:: INPUT RECORDS
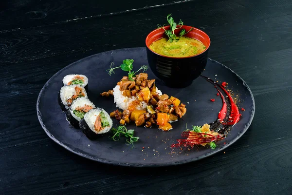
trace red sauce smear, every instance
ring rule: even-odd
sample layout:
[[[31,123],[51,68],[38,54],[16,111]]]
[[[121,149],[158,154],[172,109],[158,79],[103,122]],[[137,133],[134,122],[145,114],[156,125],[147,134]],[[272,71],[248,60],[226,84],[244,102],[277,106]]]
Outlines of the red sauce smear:
[[[229,120],[227,123],[227,125],[233,125],[237,123],[238,121],[239,121],[239,117],[241,116],[239,113],[239,111],[238,110],[238,108],[237,106],[234,103],[234,101],[233,101],[233,99],[230,96],[230,94],[226,91],[226,89],[224,88],[224,87],[222,86],[220,86],[221,89],[226,94],[227,96],[228,97],[228,98],[229,99],[229,101],[230,101],[230,116],[229,116]],[[223,106],[224,104],[223,104]],[[220,118],[219,118],[220,119]]]
[[[220,94],[220,96],[221,97],[221,98],[222,99],[222,103],[223,105],[222,105],[222,108],[221,108],[221,110],[219,112],[218,114],[218,119],[220,121],[220,122],[223,122],[223,120],[226,117],[226,112],[227,112],[227,104],[226,104],[226,101],[225,101],[225,98],[222,94],[222,93],[219,91],[218,89],[217,89],[218,92]]]
[[[201,77],[210,83],[214,83],[214,81],[211,79],[207,78],[203,76]],[[221,125],[223,125],[224,126],[223,129],[225,128],[225,129],[227,130],[229,128],[229,127],[231,127],[231,126],[235,125],[239,120],[240,117],[241,115],[239,113],[239,111],[235,103],[234,103],[234,101],[231,97],[231,96],[230,96],[227,91],[224,89],[226,84],[226,82],[223,82],[221,85],[216,83],[216,85],[215,85],[214,86],[216,88],[217,91],[218,91],[219,93],[217,94],[217,96],[220,96],[223,104],[221,110],[218,114],[218,120],[219,122],[219,124],[220,124]],[[226,94],[226,97],[228,98],[230,104],[227,103],[224,96],[223,96],[222,93],[219,90],[218,86],[219,86],[221,89],[223,90],[224,93]],[[215,101],[215,99],[211,99],[211,101]],[[229,106],[230,112],[229,116],[226,117],[228,106]],[[244,110],[243,108],[241,110],[243,110],[242,109]],[[226,118],[226,117],[228,117],[228,118]],[[225,121],[227,120],[227,122],[224,122],[224,119]],[[218,122],[218,121],[215,121],[212,123],[212,124]],[[214,129],[213,130],[214,130]],[[219,130],[220,130],[220,129],[219,129]],[[224,131],[226,130],[224,130]],[[228,133],[228,132],[227,132]],[[215,141],[218,139],[224,138],[222,137],[222,135],[220,134],[219,136],[215,136],[211,134],[203,133],[196,133],[190,130],[183,132],[182,133],[182,137],[185,138],[177,139],[178,143],[172,144],[171,145],[172,148],[190,146],[192,148],[193,146],[196,144],[210,143],[211,141]],[[224,144],[226,144],[225,142],[224,142]]]

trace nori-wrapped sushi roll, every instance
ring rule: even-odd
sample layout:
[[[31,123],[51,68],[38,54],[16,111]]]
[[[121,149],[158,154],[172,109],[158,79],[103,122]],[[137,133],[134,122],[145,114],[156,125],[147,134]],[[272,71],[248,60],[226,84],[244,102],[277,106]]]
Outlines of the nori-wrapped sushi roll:
[[[88,89],[88,78],[83,75],[68,75],[64,77],[63,83],[64,85],[80,85]]]
[[[73,100],[80,97],[87,98],[87,93],[84,87],[79,85],[64,86],[58,95],[59,105],[62,110],[66,112]]]
[[[104,109],[97,108],[85,114],[79,124],[87,138],[95,139],[110,130],[112,127],[112,120]]]
[[[78,98],[73,101],[67,111],[66,118],[74,127],[79,128],[79,122],[83,118],[84,115],[95,107],[88,98]]]

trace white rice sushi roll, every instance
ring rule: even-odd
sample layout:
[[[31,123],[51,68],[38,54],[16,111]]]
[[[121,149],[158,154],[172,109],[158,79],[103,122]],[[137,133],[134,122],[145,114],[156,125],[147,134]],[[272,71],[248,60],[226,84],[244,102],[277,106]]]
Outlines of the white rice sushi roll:
[[[80,85],[86,87],[88,84],[88,78],[83,75],[68,75],[63,78],[64,85]]]
[[[112,120],[107,112],[102,108],[90,110],[79,122],[82,132],[90,139],[95,139],[110,131],[112,127]]]
[[[84,87],[79,85],[64,86],[59,92],[59,104],[62,110],[66,112],[73,100],[81,97],[87,98],[87,93]]]
[[[84,115],[95,107],[87,98],[78,98],[72,102],[71,106],[66,112],[66,117],[69,123],[74,127],[79,127],[79,121],[84,117]]]

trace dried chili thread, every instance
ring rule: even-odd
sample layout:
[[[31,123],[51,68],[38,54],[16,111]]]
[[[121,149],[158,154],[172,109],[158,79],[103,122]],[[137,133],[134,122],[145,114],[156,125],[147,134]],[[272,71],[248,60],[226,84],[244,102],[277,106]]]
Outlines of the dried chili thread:
[[[193,148],[195,145],[210,143],[220,138],[221,136],[215,136],[210,134],[189,131],[182,133],[182,137],[186,138],[186,139],[177,139],[178,143],[171,145],[172,148],[190,146]]]

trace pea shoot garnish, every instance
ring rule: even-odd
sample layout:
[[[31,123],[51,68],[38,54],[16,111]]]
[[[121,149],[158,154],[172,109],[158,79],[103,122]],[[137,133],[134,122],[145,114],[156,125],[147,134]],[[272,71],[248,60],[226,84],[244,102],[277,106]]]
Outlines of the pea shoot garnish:
[[[192,28],[190,29],[190,30],[186,32],[185,29],[182,28],[179,34],[179,36],[177,37],[174,33],[174,31],[176,29],[179,29],[181,28],[183,25],[183,22],[181,20],[180,20],[180,21],[177,24],[176,22],[174,22],[173,18],[171,17],[171,14],[169,14],[167,15],[166,19],[167,20],[168,24],[170,25],[169,30],[166,30],[164,28],[165,25],[167,25],[168,24],[164,24],[163,26],[162,26],[160,24],[157,24],[157,26],[158,26],[158,28],[163,28],[165,32],[165,34],[167,36],[167,37],[168,37],[169,39],[168,41],[170,42],[172,42],[175,40],[177,41],[179,40],[182,37],[193,30],[193,28]]]
[[[217,146],[217,145],[214,141],[211,141],[211,142],[210,142],[210,147],[211,149],[215,149],[215,148],[216,148],[216,146]]]
[[[120,125],[117,127],[117,128],[112,128],[111,129],[111,132],[113,134],[113,136],[111,137],[111,138],[114,141],[118,141],[120,140],[120,137],[121,135],[125,136],[126,137],[128,137],[126,140],[127,145],[129,145],[132,144],[132,149],[134,148],[134,142],[137,142],[139,137],[134,136],[134,131],[133,129],[127,129],[126,127],[123,125]]]
[[[135,77],[135,75],[139,71],[140,71],[141,70],[143,70],[143,72],[144,72],[144,71],[146,71],[147,70],[147,69],[148,69],[148,66],[141,66],[141,67],[140,68],[140,69],[139,69],[137,71],[136,71],[136,72],[135,72],[134,71],[131,71],[131,70],[133,69],[133,62],[134,62],[133,59],[124,59],[124,60],[123,60],[123,63],[122,64],[121,64],[121,66],[116,67],[115,68],[112,68],[111,67],[111,66],[114,65],[114,64],[113,63],[113,62],[111,62],[111,63],[110,64],[110,69],[107,70],[107,72],[108,72],[108,73],[109,73],[110,76],[110,75],[111,75],[112,74],[114,74],[114,72],[113,71],[114,69],[120,68],[122,70],[123,70],[124,71],[126,71],[126,72],[128,71],[128,79],[129,79],[129,80],[133,81],[133,80],[134,80],[133,77]]]

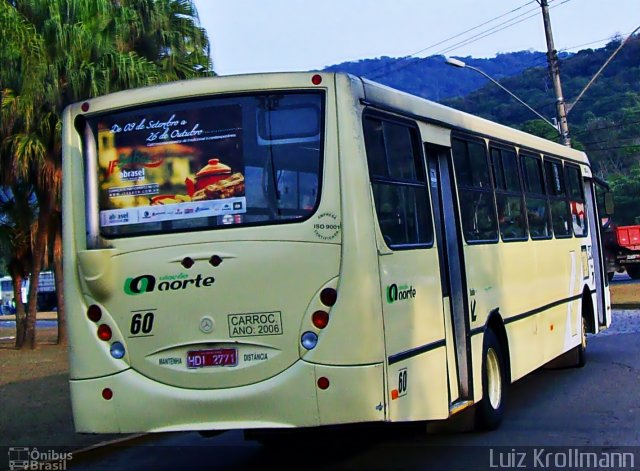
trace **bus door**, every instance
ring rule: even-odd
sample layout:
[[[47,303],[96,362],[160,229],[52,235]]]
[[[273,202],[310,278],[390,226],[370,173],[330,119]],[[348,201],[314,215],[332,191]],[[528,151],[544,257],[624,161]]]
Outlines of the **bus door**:
[[[589,233],[591,234],[591,252],[594,263],[594,275],[596,285],[596,309],[598,312],[598,325],[607,327],[611,324],[611,313],[607,312],[605,288],[608,284],[606,274],[606,264],[602,251],[602,233],[600,231],[600,216],[598,215],[598,204],[596,202],[596,188],[591,179],[585,179],[585,203],[587,207],[587,218],[589,220]],[[596,328],[596,331],[598,329]]]
[[[472,399],[467,290],[451,149],[425,144],[446,326],[450,402]]]
[[[414,122],[365,114],[391,421],[449,416],[447,355],[429,179]]]

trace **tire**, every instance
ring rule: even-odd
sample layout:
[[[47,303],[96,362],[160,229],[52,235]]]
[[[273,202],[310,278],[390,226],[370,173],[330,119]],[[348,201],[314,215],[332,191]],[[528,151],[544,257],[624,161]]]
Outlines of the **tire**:
[[[640,264],[639,265],[627,265],[627,275],[634,280],[640,280]]]
[[[496,334],[487,330],[482,346],[482,400],[476,407],[476,429],[495,430],[504,417],[507,376],[504,354]]]

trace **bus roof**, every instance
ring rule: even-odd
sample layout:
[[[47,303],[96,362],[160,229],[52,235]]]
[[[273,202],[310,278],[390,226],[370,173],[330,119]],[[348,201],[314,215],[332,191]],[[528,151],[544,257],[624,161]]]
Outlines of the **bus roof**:
[[[371,80],[361,78],[364,86],[365,101],[374,106],[389,107],[402,110],[434,124],[451,127],[453,129],[469,131],[491,137],[519,147],[536,149],[552,155],[567,157],[572,160],[589,164],[584,152],[558,144],[515,128],[498,124],[479,116],[435,103],[426,98],[418,97]]]
[[[269,72],[206,77],[115,92],[86,100],[86,102],[90,104],[91,112],[102,112],[113,111],[117,108],[128,108],[132,104],[135,106],[166,99],[197,97],[212,92],[233,93],[244,90],[308,88],[314,86],[312,85],[311,77],[316,74],[325,77],[325,83],[327,80],[335,83],[337,76],[348,77],[352,85],[359,84],[358,88],[360,88],[360,93],[362,94],[359,98],[372,106],[386,108],[389,111],[413,116],[444,127],[490,136],[492,139],[512,143],[519,147],[535,149],[536,151],[566,157],[584,163],[587,166],[589,165],[584,152],[343,72]],[[212,87],[213,81],[216,84],[214,87]],[[188,86],[185,86],[186,84]],[[132,96],[134,94],[135,98]],[[168,98],[168,95],[170,95],[170,98]],[[73,104],[70,108],[72,108],[72,112],[79,113],[80,103]]]

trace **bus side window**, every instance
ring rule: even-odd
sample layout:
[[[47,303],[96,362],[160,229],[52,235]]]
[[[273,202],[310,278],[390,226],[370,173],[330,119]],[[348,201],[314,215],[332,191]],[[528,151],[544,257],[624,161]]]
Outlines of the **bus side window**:
[[[551,221],[544,187],[542,159],[530,154],[521,154],[521,157],[529,233],[532,239],[550,239]]]
[[[571,220],[573,233],[576,237],[587,236],[587,207],[584,204],[584,188],[580,169],[574,165],[566,165],[567,182],[569,187],[569,205],[571,207]]]
[[[462,230],[467,242],[495,242],[498,223],[484,141],[452,139]]]
[[[492,147],[491,163],[502,240],[527,240],[527,222],[516,152],[514,149]]]
[[[562,171],[562,163],[545,157],[544,170],[549,194],[549,206],[551,207],[553,233],[557,238],[571,237],[571,213],[569,211],[569,201],[567,200],[567,187],[564,172]]]
[[[417,129],[365,116],[364,138],[378,224],[393,249],[433,243],[424,160]]]

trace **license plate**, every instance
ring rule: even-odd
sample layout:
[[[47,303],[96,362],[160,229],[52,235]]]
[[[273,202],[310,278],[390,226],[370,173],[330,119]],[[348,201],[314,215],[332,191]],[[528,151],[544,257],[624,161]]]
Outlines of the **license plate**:
[[[211,350],[192,350],[187,352],[187,368],[236,366],[237,364],[238,350],[235,348],[213,348]]]

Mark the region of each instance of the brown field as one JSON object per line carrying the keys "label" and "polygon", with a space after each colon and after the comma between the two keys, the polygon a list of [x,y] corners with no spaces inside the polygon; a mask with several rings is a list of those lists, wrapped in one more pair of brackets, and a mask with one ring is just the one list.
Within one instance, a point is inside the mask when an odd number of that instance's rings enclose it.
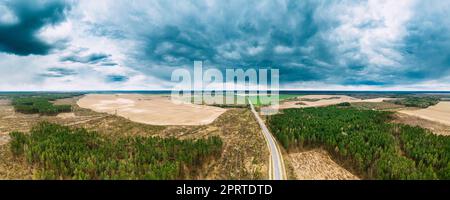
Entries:
{"label": "brown field", "polygon": [[425,109],[405,109],[399,112],[450,126],[450,102],[442,101]]}
{"label": "brown field", "polygon": [[[9,151],[8,133],[27,132],[40,121],[83,127],[110,137],[160,136],[179,139],[220,136],[224,148],[218,160],[205,163],[192,179],[267,179],[269,152],[259,126],[248,109],[232,108],[208,125],[157,126],[133,122],[124,117],[80,108],[80,97],[57,100],[71,104],[72,113],[39,116],[15,113],[9,101],[0,102],[0,179],[31,179],[33,168],[15,160]],[[13,120],[12,120],[13,119]]]}
{"label": "brown field", "polygon": [[405,106],[403,105],[398,105],[390,102],[353,102],[352,106],[359,109],[383,111],[395,111],[405,108]]}
{"label": "brown field", "polygon": [[206,105],[175,104],[166,96],[138,94],[89,94],[77,104],[96,112],[152,125],[205,125],[226,111]]}
{"label": "brown field", "polygon": [[327,151],[313,149],[289,153],[287,158],[298,180],[359,180],[359,178],[334,162]]}
{"label": "brown field", "polygon": [[384,100],[391,100],[392,98],[373,98],[373,99],[359,99],[346,95],[304,95],[301,98],[296,98],[293,101],[284,101],[280,104],[280,109],[287,108],[306,108],[306,107],[320,107],[329,106],[339,103],[349,102],[367,102],[377,103]]}

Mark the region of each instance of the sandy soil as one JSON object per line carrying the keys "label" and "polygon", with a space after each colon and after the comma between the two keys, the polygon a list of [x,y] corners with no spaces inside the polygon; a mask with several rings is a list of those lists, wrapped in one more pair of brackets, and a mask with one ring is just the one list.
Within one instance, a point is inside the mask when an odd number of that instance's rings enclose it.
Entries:
{"label": "sandy soil", "polygon": [[75,118],[75,113],[59,113],[56,117],[59,117],[61,119],[70,119]]}
{"label": "sandy soil", "polygon": [[289,154],[294,174],[299,180],[359,180],[359,178],[336,164],[328,152],[313,149]]}
{"label": "sandy soil", "polygon": [[281,103],[280,109],[287,108],[306,108],[335,105],[343,102],[383,102],[392,98],[374,98],[374,99],[358,99],[347,95],[305,95],[299,100],[285,101]]}
{"label": "sandy soil", "polygon": [[425,109],[405,109],[398,112],[450,125],[450,102],[439,102]]}
{"label": "sandy soil", "polygon": [[205,125],[226,111],[213,106],[175,104],[165,96],[139,94],[89,94],[77,104],[96,112],[152,125]]}

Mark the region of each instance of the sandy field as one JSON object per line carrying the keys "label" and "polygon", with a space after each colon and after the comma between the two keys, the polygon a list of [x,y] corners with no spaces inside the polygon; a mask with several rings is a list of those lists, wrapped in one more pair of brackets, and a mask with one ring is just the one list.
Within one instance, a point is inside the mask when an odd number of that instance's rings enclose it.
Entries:
{"label": "sandy field", "polygon": [[213,106],[175,104],[168,96],[140,94],[88,94],[77,104],[152,125],[205,125],[226,111]]}
{"label": "sandy field", "polygon": [[328,152],[322,149],[291,153],[289,159],[299,180],[359,180],[336,164]]}
{"label": "sandy field", "polygon": [[450,125],[450,102],[439,102],[425,109],[405,109],[398,112]]}
{"label": "sandy field", "polygon": [[343,102],[383,102],[392,98],[358,99],[347,95],[305,95],[296,101],[285,101],[281,103],[280,109],[286,108],[307,108],[335,105]]}

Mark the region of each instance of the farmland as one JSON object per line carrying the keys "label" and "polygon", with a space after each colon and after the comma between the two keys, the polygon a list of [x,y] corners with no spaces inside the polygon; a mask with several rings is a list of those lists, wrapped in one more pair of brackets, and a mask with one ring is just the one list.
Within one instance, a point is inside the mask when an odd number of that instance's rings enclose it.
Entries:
::::
Reproduce the entries word for word, starting at the very beginning and ending with the line that contains "Outlines of the red", with both ends included. Leave the pictures out of your answer.

RESPONSE TO THIS EXERCISE:
trace red sauce smear, every instance
ring rule: even-odd
sample layout:
[[[31,123],[51,68],[38,54],[16,111]]]
[[[121,149],[158,154],[172,109],[158,79],[103,122]],[[137,133],[134,122],[145,114],[156,125],[147,134]],[[272,71],[248,60],[226,84],[244,102],[277,106]]]
Outlines of the red sauce smear:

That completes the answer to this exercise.